═════ Data for this exercise ═════
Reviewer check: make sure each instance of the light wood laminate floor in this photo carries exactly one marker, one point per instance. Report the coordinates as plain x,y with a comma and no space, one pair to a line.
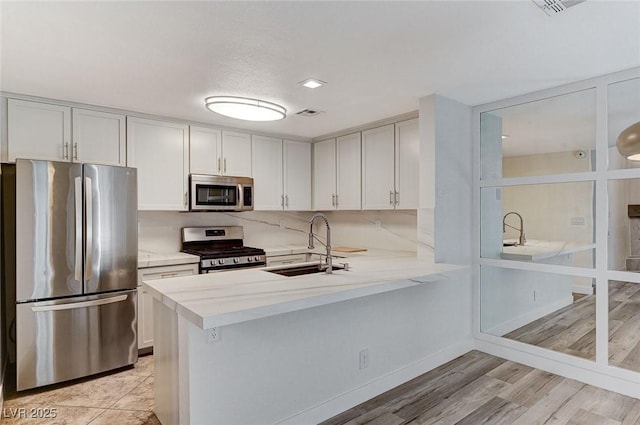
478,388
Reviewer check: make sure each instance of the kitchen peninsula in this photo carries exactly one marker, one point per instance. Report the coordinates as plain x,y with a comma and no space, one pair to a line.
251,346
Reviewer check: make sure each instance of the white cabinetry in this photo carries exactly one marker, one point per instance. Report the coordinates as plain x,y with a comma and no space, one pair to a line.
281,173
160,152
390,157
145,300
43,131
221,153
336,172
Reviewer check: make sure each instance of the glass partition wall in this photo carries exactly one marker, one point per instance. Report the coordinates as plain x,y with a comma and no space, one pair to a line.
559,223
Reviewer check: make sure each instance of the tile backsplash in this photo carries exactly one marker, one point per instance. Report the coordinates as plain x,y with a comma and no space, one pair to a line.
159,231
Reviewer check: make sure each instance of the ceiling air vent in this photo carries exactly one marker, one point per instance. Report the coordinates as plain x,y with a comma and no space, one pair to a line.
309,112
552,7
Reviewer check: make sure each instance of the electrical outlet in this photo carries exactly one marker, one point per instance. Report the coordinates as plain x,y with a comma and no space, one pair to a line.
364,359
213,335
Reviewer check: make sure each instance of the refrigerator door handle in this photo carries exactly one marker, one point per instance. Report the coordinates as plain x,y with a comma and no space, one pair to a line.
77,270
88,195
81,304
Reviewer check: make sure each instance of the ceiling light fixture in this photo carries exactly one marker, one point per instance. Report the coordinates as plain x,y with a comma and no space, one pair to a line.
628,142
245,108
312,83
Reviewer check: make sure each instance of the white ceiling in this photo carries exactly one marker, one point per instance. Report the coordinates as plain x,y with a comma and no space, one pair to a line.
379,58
═════
═════ Data for this exercise ═════
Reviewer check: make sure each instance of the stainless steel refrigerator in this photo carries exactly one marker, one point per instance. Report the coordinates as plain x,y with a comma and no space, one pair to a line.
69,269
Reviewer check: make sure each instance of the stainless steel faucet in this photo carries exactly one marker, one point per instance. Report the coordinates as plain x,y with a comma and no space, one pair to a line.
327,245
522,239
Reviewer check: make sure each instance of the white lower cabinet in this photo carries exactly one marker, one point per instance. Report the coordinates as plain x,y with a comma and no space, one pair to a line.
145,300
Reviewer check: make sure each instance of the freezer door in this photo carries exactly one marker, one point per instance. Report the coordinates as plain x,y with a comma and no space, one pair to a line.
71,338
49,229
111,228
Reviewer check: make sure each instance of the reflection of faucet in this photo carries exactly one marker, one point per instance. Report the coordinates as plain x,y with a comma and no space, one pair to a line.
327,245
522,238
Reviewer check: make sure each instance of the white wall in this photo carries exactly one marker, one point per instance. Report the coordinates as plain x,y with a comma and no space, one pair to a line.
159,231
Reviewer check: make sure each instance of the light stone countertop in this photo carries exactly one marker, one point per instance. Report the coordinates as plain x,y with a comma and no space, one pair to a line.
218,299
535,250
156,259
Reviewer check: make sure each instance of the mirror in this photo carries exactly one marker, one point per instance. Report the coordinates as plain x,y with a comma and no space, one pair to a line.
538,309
═════
Set task:
Pick out each line of the records above that includes the word "door" and copy those lines in full.

Response below:
Reviewer check: make sure each instance of the refrigerator door handle in this photo carries exactly one marker, one point per instance. Report the coordinates as plain x,y with a comma and no space, one pair to a line.
Reviewer check: make sure each instance of the freezer door in this photo carries exactly one marker, one point per instance. Report the coordinates as plain x,y with a comma and no space, one pair to a line.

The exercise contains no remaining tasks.